• What the task requires:
Rewrite the data below, substituting "box coordinates" for every occurrence of "bounding boxes" and leaving all other text unchanged.

• Record list:
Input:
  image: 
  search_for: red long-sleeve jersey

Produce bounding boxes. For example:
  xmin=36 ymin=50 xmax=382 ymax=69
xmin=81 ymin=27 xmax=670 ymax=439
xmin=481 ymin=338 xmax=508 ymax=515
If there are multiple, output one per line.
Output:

• Exercise output:
Input:
  image: 
  search_for: red long-sleeve jersey

Produce box coordinates. For example:
  xmin=36 ymin=50 xmax=382 ymax=69
xmin=81 ymin=27 xmax=670 ymax=439
xmin=481 ymin=338 xmax=508 ymax=515
If there are multiple, output one per line.
Output:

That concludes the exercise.